WHAT THE EXERCISE ASKS
Copy out, from the data below, each line in which the word "building" occurs.

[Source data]
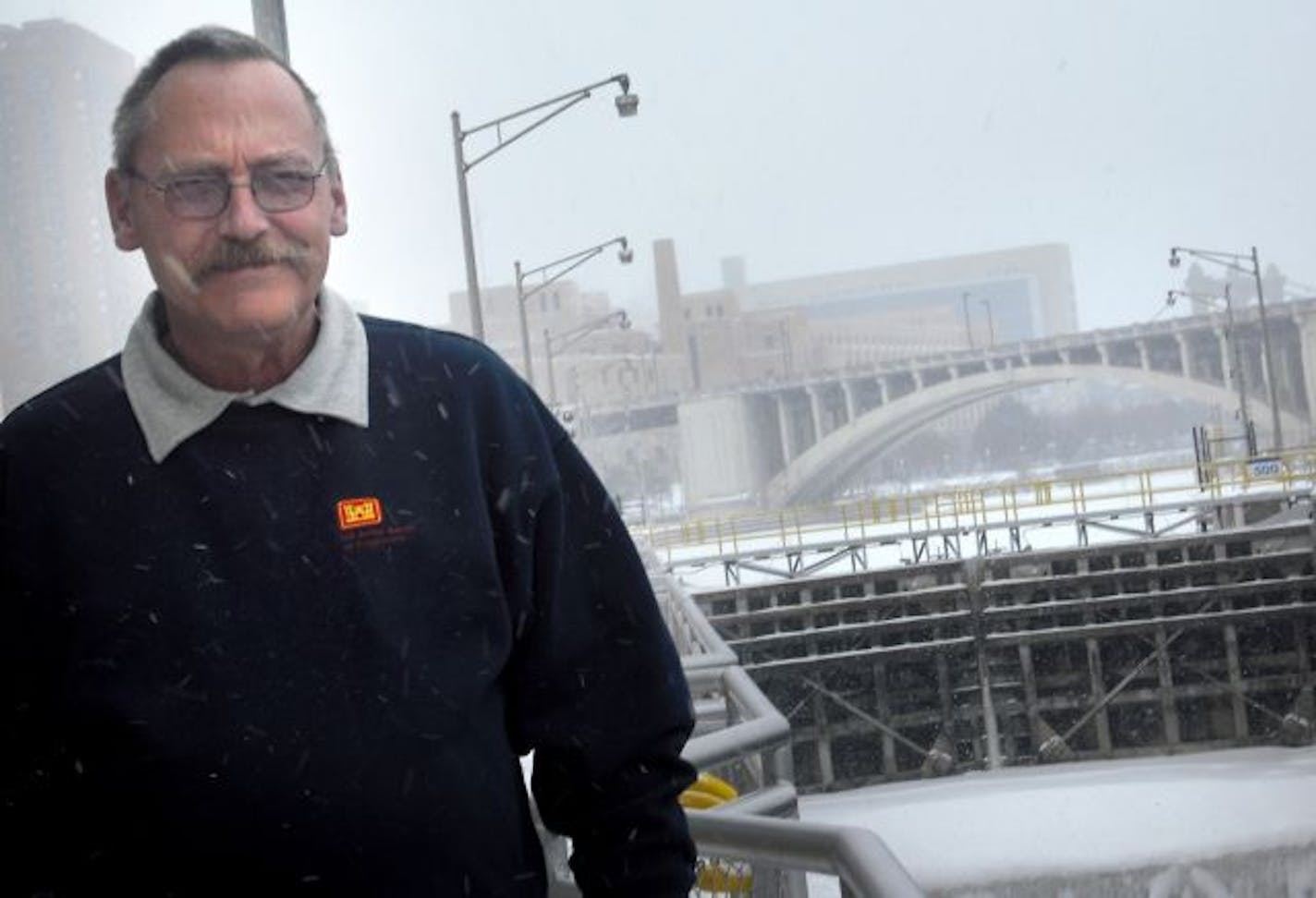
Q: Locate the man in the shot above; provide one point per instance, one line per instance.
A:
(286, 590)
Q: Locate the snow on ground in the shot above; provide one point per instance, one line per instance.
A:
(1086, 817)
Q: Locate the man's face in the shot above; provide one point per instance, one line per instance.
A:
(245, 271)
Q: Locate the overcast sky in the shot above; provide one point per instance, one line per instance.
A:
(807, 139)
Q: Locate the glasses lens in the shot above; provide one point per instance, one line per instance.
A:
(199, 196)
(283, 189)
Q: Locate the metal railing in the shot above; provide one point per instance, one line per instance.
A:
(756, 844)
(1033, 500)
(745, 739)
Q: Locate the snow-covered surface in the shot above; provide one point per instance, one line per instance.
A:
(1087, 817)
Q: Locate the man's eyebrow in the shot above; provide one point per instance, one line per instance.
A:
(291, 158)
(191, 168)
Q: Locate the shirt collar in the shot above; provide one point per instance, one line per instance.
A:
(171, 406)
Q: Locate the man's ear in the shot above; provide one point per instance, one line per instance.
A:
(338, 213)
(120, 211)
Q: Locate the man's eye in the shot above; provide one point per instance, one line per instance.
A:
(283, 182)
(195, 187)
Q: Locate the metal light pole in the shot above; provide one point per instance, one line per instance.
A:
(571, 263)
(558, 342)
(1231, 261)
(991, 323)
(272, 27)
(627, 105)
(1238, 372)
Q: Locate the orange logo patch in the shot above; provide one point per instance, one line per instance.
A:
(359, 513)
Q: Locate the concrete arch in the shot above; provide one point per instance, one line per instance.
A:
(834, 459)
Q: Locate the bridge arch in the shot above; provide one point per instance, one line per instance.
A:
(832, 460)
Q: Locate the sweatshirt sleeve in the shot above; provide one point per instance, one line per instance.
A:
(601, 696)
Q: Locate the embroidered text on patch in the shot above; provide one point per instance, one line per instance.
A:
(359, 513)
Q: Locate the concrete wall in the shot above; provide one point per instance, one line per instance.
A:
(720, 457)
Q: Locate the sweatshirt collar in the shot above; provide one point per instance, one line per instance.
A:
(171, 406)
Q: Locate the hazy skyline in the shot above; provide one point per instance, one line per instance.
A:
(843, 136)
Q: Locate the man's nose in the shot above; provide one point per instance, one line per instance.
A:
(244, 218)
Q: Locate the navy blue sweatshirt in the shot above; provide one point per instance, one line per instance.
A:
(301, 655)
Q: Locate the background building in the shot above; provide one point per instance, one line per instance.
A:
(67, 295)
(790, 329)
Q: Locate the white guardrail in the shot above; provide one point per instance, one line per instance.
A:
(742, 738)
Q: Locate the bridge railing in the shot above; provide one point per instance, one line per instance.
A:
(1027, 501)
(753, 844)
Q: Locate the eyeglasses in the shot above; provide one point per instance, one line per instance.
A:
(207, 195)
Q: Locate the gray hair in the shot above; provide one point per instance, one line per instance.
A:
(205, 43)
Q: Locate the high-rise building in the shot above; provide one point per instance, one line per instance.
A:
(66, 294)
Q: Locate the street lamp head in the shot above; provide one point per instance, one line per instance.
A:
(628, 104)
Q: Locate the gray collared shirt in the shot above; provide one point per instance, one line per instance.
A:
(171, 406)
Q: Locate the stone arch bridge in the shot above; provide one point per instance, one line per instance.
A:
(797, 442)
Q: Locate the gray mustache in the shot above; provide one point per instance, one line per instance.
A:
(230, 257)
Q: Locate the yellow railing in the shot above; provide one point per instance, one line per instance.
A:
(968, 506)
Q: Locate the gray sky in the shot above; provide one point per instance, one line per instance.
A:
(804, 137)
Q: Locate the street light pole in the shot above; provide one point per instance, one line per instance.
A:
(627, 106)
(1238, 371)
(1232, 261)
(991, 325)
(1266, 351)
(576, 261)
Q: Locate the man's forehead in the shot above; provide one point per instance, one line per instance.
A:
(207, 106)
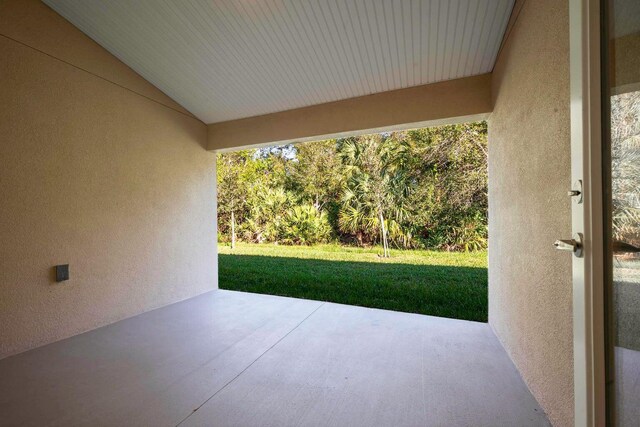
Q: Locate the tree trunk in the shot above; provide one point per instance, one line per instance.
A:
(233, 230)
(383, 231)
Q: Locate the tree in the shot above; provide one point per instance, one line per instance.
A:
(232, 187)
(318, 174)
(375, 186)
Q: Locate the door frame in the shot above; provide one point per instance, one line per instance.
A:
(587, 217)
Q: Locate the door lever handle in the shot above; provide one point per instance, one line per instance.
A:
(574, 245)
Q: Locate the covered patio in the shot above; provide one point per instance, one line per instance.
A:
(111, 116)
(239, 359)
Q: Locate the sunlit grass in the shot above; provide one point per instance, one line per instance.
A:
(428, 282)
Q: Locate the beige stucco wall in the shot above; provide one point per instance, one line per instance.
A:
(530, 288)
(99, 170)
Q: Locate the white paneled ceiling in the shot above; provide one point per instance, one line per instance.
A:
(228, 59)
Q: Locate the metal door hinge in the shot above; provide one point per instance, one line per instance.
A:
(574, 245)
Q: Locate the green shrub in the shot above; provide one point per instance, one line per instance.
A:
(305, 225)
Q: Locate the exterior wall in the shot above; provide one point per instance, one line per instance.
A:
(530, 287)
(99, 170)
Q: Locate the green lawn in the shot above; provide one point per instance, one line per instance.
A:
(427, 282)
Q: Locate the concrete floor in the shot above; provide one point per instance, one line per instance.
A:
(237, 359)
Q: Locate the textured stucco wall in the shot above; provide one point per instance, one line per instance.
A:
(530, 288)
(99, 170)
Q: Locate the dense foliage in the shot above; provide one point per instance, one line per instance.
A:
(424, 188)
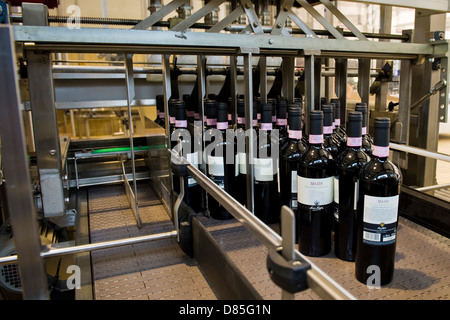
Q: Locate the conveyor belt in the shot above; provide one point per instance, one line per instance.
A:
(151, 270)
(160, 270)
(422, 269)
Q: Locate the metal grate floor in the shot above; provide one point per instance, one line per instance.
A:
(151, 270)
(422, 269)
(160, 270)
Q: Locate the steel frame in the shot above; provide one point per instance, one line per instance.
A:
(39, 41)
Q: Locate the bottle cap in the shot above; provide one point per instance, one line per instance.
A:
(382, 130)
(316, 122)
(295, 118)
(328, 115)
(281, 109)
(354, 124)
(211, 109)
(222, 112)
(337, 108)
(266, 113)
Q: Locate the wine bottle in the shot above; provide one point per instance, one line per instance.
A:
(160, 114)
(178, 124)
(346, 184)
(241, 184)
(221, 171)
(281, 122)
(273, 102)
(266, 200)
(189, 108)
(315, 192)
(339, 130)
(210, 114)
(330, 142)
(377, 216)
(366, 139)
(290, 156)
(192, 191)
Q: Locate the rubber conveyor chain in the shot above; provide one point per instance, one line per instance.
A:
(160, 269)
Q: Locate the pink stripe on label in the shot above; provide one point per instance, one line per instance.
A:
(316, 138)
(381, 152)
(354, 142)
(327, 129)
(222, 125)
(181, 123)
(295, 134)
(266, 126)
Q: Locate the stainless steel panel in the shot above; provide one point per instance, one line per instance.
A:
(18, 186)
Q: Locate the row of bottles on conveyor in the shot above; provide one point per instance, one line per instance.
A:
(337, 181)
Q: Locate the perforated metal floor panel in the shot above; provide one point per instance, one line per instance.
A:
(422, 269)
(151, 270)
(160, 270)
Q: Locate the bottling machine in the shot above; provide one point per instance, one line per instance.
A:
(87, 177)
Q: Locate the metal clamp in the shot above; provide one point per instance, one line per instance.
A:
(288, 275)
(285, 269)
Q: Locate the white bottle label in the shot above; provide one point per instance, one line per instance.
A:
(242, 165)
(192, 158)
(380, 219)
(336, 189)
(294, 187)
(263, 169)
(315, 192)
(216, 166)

---

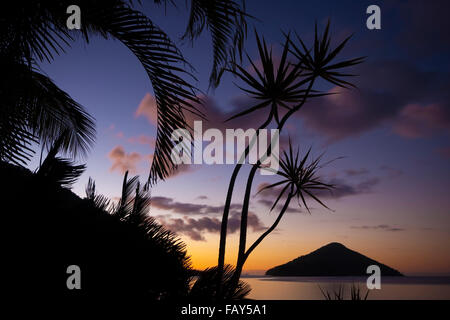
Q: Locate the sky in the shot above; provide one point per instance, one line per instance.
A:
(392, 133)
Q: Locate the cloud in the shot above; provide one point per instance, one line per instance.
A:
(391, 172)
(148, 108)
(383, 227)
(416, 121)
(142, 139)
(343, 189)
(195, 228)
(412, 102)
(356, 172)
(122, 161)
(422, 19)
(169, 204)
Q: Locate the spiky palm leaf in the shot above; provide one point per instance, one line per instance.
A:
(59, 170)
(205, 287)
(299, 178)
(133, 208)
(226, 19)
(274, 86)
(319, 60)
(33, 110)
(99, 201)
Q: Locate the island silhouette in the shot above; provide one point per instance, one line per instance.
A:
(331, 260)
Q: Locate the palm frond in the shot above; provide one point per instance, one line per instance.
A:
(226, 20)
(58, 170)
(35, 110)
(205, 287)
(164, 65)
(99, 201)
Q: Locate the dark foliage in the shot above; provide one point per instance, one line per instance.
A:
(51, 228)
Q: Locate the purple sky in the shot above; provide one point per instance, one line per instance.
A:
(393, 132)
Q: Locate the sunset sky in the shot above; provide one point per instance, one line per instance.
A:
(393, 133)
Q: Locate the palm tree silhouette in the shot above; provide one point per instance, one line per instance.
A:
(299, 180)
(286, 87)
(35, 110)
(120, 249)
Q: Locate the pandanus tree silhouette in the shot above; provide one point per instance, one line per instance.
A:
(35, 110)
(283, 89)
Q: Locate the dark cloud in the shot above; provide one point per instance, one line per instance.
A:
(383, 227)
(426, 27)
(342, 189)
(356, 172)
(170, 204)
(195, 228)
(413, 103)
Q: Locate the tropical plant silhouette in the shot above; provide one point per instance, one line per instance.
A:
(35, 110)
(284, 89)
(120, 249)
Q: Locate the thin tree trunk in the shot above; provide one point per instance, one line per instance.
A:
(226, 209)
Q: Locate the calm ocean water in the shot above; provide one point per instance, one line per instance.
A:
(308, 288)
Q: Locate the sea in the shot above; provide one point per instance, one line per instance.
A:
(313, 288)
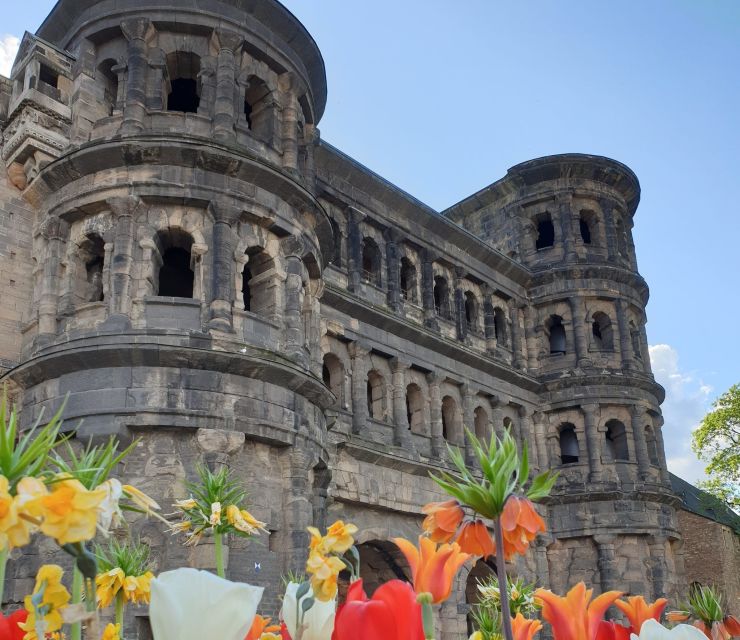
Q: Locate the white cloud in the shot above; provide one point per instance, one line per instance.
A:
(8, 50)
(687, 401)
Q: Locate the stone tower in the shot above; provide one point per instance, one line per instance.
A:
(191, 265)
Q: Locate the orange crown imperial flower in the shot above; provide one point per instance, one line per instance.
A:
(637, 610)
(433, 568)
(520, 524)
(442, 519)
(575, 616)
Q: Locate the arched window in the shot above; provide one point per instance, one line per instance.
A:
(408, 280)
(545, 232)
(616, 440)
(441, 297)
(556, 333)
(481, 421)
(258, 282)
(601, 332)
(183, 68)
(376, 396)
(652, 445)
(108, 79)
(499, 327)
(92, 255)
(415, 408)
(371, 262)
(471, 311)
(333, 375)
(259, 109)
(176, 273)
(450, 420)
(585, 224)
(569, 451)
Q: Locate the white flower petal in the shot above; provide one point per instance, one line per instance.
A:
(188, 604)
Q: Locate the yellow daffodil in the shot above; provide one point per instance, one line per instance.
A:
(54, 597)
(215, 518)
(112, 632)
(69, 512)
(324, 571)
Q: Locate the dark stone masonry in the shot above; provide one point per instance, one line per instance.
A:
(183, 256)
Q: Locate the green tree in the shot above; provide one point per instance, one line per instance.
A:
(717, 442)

--

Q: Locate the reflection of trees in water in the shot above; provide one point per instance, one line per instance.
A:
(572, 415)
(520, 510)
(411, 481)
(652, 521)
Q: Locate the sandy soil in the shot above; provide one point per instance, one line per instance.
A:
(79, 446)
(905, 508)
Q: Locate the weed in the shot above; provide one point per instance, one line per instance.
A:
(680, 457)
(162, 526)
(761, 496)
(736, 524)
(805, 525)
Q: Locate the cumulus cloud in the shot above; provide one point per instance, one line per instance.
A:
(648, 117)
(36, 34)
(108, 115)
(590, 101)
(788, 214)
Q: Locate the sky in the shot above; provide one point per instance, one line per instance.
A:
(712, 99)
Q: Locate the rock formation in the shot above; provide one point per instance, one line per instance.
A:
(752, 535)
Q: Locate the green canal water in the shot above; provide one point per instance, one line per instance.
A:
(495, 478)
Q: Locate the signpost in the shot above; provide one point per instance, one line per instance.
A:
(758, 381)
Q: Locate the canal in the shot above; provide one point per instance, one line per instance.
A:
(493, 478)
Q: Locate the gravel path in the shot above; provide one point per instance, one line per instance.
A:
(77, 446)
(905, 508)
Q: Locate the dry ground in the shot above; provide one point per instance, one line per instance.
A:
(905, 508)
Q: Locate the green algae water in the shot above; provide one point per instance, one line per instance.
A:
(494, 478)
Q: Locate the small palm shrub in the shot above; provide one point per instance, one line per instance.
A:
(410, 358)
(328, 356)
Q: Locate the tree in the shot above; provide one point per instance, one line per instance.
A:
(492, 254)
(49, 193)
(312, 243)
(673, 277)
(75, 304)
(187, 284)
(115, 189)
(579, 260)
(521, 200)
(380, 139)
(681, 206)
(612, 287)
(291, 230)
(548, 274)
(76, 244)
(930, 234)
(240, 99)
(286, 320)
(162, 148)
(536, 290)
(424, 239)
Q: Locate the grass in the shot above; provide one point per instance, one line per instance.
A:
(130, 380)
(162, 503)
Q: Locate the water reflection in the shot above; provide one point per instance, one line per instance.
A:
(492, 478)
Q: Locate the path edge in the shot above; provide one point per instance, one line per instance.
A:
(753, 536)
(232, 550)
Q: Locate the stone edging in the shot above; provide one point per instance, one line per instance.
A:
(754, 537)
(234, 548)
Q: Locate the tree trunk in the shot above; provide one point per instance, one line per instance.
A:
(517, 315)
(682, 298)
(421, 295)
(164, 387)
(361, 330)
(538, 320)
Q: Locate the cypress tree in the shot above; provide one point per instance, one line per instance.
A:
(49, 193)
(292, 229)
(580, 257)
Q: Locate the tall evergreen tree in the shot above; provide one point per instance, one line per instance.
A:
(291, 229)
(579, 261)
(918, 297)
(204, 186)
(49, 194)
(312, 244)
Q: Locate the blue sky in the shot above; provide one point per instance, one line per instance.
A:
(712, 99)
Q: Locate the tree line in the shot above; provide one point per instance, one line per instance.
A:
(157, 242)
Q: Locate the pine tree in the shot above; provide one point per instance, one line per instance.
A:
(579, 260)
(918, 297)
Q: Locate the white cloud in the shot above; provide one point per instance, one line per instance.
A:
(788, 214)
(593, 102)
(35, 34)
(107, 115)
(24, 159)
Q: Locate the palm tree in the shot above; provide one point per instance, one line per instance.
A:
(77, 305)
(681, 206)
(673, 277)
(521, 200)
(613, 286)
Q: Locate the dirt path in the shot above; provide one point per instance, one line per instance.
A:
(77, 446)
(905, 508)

YOUR RESPONSE
Q: Locate the background building in the shot above; provide one point per instance, one line per instance.
Q: Locate the high-rise building in the shot above; provide one point per instance, one line per instance.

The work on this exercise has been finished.